## ACTION ITEM
Word for word, copy the records and drop the pictures.

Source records
========================================
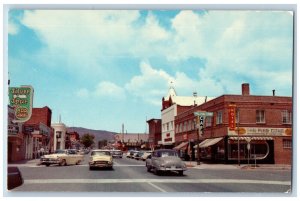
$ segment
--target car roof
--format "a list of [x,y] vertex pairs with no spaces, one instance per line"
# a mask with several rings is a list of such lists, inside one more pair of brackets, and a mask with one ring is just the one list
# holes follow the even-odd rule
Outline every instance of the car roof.
[[176,150],[173,149],[157,149],[155,152],[161,152],[161,151],[171,151],[171,152],[176,152]]
[[108,152],[110,152],[111,150],[108,150],[108,149],[94,149],[92,151],[108,151]]

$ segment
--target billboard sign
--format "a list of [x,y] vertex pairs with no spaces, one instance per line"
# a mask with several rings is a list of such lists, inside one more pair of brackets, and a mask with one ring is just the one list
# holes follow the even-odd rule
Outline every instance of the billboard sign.
[[14,108],[14,123],[28,121],[32,114],[33,88],[9,87],[9,105]]
[[235,130],[235,105],[229,105],[228,108],[229,130]]

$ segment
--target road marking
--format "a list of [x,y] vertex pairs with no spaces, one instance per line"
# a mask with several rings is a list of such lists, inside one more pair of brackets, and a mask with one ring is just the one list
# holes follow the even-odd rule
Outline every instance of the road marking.
[[151,186],[153,186],[154,188],[158,189],[160,192],[164,192],[164,193],[167,192],[167,191],[165,191],[164,189],[162,189],[162,188],[156,186],[155,184],[152,184],[151,182],[147,182],[147,183],[150,184]]
[[269,184],[269,185],[291,185],[290,181],[264,181],[243,179],[25,179],[25,184],[67,184],[67,183],[235,183],[235,184]]

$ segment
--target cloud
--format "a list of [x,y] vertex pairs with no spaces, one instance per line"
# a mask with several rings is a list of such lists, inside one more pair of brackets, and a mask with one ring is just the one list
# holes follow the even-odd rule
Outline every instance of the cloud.
[[8,34],[17,35],[19,33],[19,30],[20,30],[19,26],[16,25],[11,20],[9,20],[9,22],[8,22]]
[[126,98],[124,89],[109,81],[100,82],[96,86],[94,95],[96,97],[113,98],[116,100],[124,100]]
[[[55,58],[71,73],[103,79],[119,58],[141,61],[136,66],[141,74],[127,81],[125,89],[151,103],[161,99],[170,80],[185,94],[239,92],[242,82],[291,87],[291,82],[268,76],[292,77],[293,16],[288,12],[208,11],[200,15],[181,11],[171,19],[170,29],[152,12],[141,21],[135,10],[34,10],[25,11],[21,22],[45,44],[36,56],[45,65]],[[152,67],[144,62],[151,57],[165,62]],[[190,58],[206,61],[193,79],[185,66],[172,74],[167,71],[173,69],[172,64],[180,66]],[[110,84],[111,90],[122,91]],[[102,85],[97,94],[113,94]]]

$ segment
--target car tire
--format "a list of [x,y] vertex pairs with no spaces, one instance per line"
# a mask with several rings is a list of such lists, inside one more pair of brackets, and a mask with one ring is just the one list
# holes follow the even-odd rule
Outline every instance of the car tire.
[[47,167],[49,167],[49,166],[50,166],[50,164],[46,164],[46,166],[47,166]]
[[76,165],[79,165],[81,163],[81,160],[77,161]]
[[63,159],[61,162],[60,162],[60,164],[59,164],[60,166],[66,166],[67,165],[67,162],[66,162],[66,160],[65,159]]
[[178,171],[179,176],[183,176],[183,170]]
[[90,166],[90,170],[93,170],[94,168]]
[[153,169],[153,173],[154,173],[155,175],[160,175],[160,171],[157,170],[156,168]]
[[151,172],[151,166],[150,166],[150,165],[149,165],[149,166],[146,165],[146,167],[147,167],[147,171],[148,171],[148,172]]

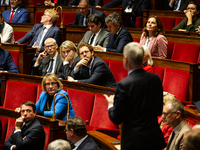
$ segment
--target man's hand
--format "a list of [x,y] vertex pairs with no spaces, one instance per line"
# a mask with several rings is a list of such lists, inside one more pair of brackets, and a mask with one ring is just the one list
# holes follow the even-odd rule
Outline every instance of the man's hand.
[[81,65],[87,66],[88,65],[88,59],[86,57],[84,57],[83,59],[81,59],[77,64],[76,64],[76,68],[80,68]]
[[23,116],[17,118],[16,121],[15,121],[15,130],[21,129],[21,126],[22,126],[23,122],[24,122],[24,117]]
[[21,108],[20,108],[20,107],[15,108],[15,112],[16,112],[16,113],[20,113],[20,111],[21,111]]
[[113,95],[110,95],[110,96],[104,94],[103,96],[106,98],[106,100],[107,100],[107,102],[108,102],[108,106],[114,104],[114,97],[115,97],[114,94],[113,94]]
[[39,52],[41,47],[40,46],[34,46],[33,48],[36,48],[36,52]]
[[69,54],[65,58],[65,61],[70,62],[73,58],[74,58],[74,52],[71,51],[71,52],[69,52]]
[[39,56],[37,57],[36,61],[35,61],[35,65],[38,66],[40,64],[40,61],[42,59],[44,59],[46,56],[47,56],[47,52],[46,51],[40,53]]
[[169,5],[173,5],[175,0],[170,0]]
[[101,8],[101,6],[97,5],[96,8]]
[[44,1],[44,5],[45,5],[45,6],[55,6],[55,4],[52,3],[50,0]]
[[73,82],[74,82],[75,80],[74,80],[74,78],[68,76],[68,77],[67,77],[67,81],[73,81]]
[[17,150],[17,146],[14,145],[14,146],[12,147],[12,150]]
[[198,28],[195,29],[197,33],[200,34],[200,26],[198,26]]
[[190,11],[187,11],[187,13],[185,14],[186,15],[186,17],[188,18],[188,19],[192,19],[192,13],[190,12]]
[[186,31],[185,29],[178,29],[178,31]]
[[101,47],[100,45],[97,45],[97,46],[93,46],[93,50],[94,51],[104,51],[104,48]]

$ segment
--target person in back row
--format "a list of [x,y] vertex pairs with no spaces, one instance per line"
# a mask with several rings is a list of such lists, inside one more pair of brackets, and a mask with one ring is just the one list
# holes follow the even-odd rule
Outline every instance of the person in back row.
[[80,61],[74,68],[74,78],[68,81],[77,81],[115,88],[115,78],[108,65],[99,57],[94,56],[93,47],[88,43],[78,45]]
[[163,10],[184,11],[190,0],[165,0],[162,5]]
[[[78,5],[80,2],[80,0],[71,0],[68,3],[68,6],[72,6],[75,7],[76,5]],[[103,6],[103,0],[89,0],[91,7],[95,7],[97,5],[99,6]]]
[[102,18],[98,14],[91,14],[87,18],[88,28],[80,43],[89,43],[91,46],[100,45],[106,47],[108,44],[109,32],[101,28]]
[[109,39],[106,48],[100,45],[94,47],[94,50],[104,52],[123,53],[124,46],[133,41],[129,31],[122,25],[122,19],[118,13],[114,12],[105,19],[108,26]]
========================================
## YOUR RESPONSE
$ segment
--target car roof
--format "a list of [x,y] vertex pairs with no spaces, one instance per line"
# a mask with several rings is a list of such lists, inside one more pair of brackets, and a mask with one ring is just the one list
# holes follow the even-odd rule
Outline every instance of the car roof.
[[176,150],[173,149],[157,149],[155,152],[161,152],[161,151],[171,151],[171,152],[176,152]]
[[108,152],[110,152],[111,150],[108,150],[108,149],[94,149],[92,151],[108,151]]

$ segment
--target billboard sign
--format "a list of [x,y] vertex pairs with no spaces, one instance per line"
# a mask with several rings is a list of such lists, inside one more pair of brackets, and a mask with one ring is just the one list
# holes follow the even-odd rule
Outline every instance of the billboard sign.
[[14,108],[14,123],[28,121],[32,114],[33,88],[9,87],[9,105]]
[[235,130],[235,105],[229,105],[228,108],[229,130]]

$ segment
--target road marking
--format "a list of [x,y] vertex pairs with no spaces, one instance per line"
# a mask with several rings is a list of such lists, inside one more pair of brackets, and a mask with one ring is just the one list
# holes follow the even-odd rule
Outline every instance of the road marking.
[[151,186],[153,186],[154,188],[158,189],[160,192],[164,192],[164,193],[167,192],[167,191],[165,191],[164,189],[162,189],[162,188],[156,186],[155,184],[152,184],[151,182],[147,182],[147,183],[150,184]]
[[269,184],[269,185],[291,185],[290,181],[264,181],[243,179],[25,179],[25,184],[67,184],[67,183],[235,183],[235,184]]

$ segment
--target cloud
--format "a list of [x,y] vertex pairs with no spaces, one instance per line"
# a mask with several rings is a list of such lists, inside one more pair of brackets, and a mask with one ring is just the one list
# holes follow the even-odd rule
Outline every instance of the cloud.
[[8,34],[17,35],[19,33],[19,30],[20,30],[19,26],[16,25],[11,20],[9,20],[9,22],[8,22]]
[[126,98],[124,89],[109,81],[100,82],[96,86],[94,95],[96,97],[113,98],[116,100],[124,100]]
[[[55,58],[71,73],[103,79],[119,58],[141,61],[136,66],[141,74],[127,81],[125,89],[151,103],[161,99],[170,80],[185,94],[239,92],[242,82],[291,87],[291,82],[268,76],[292,77],[293,16],[288,12],[208,11],[200,15],[181,11],[171,19],[170,29],[152,12],[141,21],[135,10],[34,10],[25,11],[21,22],[45,44],[36,56],[45,65]],[[152,67],[144,62],[151,57],[165,62]],[[190,58],[206,61],[193,79],[185,66],[172,74],[167,71],[173,69],[172,64],[180,66]],[[110,84],[111,90],[122,91]],[[102,85],[97,94],[113,94]]]

$ segment
--target car tire
--format "a list of [x,y] vertex pairs with no spaces, one instance per line"
# a mask with several rings is a list of such lists, inside one more pair of brackets, and a mask with one ring is just the one list
# holes follow the even-odd rule
Outline every instance of the car tire.
[[47,167],[49,167],[49,166],[50,166],[50,164],[46,164],[46,166],[47,166]]
[[76,165],[79,165],[81,163],[81,160],[77,161]]
[[63,159],[61,162],[60,162],[60,164],[59,164],[60,166],[66,166],[67,165],[67,162],[66,162],[66,160],[65,159]]
[[178,171],[179,176],[183,176],[183,170]]
[[90,166],[90,170],[93,170],[94,168]]
[[153,169],[153,173],[154,173],[155,175],[160,175],[160,171],[157,170],[156,168]]
[[151,172],[151,166],[150,166],[150,165],[149,165],[149,166],[146,165],[146,167],[147,167],[147,171],[148,171],[148,172]]

$ segment
--target man's hand
--format "a list of [x,y] vertex pairs with no spaces, one instance per line"
# a mask with several rings is a list of such lists, inside one more pair of brackets, and a mask with one ring is just the one list
# holes follow the even-odd rule
Outline every instance of the man's hand.
[[81,65],[87,66],[88,65],[88,59],[86,57],[84,57],[83,59],[81,59],[77,64],[76,64],[76,68],[80,68]]
[[23,116],[17,118],[16,121],[15,121],[15,130],[21,129],[21,126],[22,126],[23,122],[24,122],[24,117]]
[[21,108],[20,108],[20,107],[15,108],[15,112],[16,112],[16,113],[20,113],[20,111],[21,111]]
[[113,95],[110,95],[110,96],[104,94],[103,96],[106,98],[106,100],[107,100],[107,102],[108,102],[108,106],[114,104],[114,97],[115,97],[114,94],[113,94]]
[[39,52],[41,47],[40,46],[34,46],[33,48],[36,48],[36,52]]
[[69,54],[65,58],[65,61],[70,62],[73,58],[74,58],[74,52],[71,51],[71,52],[69,52]]
[[39,56],[37,57],[36,61],[35,61],[35,65],[38,66],[40,64],[40,61],[42,59],[44,59],[46,56],[47,56],[47,52],[46,51],[40,53]]
[[169,5],[173,5],[175,0],[170,0]]
[[101,8],[101,6],[97,5],[96,8]]
[[44,1],[44,5],[45,5],[45,6],[55,6],[55,4],[52,3],[50,0]]
[[73,82],[74,82],[75,80],[74,80],[74,78],[68,76],[68,77],[67,77],[67,81],[73,81]]
[[17,150],[17,146],[14,145],[14,146],[12,147],[12,150]]
[[198,28],[195,29],[197,33],[200,34],[200,26],[198,26]]
[[190,11],[187,11],[187,13],[185,14],[186,15],[186,17],[188,18],[188,19],[192,19],[192,13],[190,12]]
[[186,31],[185,29],[178,29],[178,31]]
[[101,47],[100,45],[97,45],[97,46],[93,46],[93,50],[94,51],[104,51],[104,48]]

$ segment
--target person in back row
--format "a list of [x,y] vertex pairs with no spaces, one instance per line"
# a mask with several rings is a list of such lists, inside one more pair of brackets, and a mask with one ring is just the one list
# holes follow the even-odd rule
Outline every instance of the person in back row.
[[80,61],[74,68],[74,78],[68,81],[77,81],[115,88],[115,78],[108,65],[99,57],[94,56],[93,47],[88,43],[78,45]]
[[163,10],[184,11],[190,0],[165,0],[162,5]]
[[[78,5],[80,2],[80,0],[71,0],[68,3],[68,6],[72,6],[75,7],[76,5]],[[103,6],[103,0],[89,0],[91,7],[95,7],[97,5],[99,6]]]
[[102,18],[98,14],[91,14],[87,18],[88,28],[80,43],[89,43],[91,46],[100,45],[106,47],[108,44],[109,32],[101,28]]
[[109,39],[106,48],[100,45],[94,47],[94,50],[104,52],[123,53],[124,46],[133,41],[129,31],[122,25],[122,19],[118,13],[114,12],[105,19],[108,26]]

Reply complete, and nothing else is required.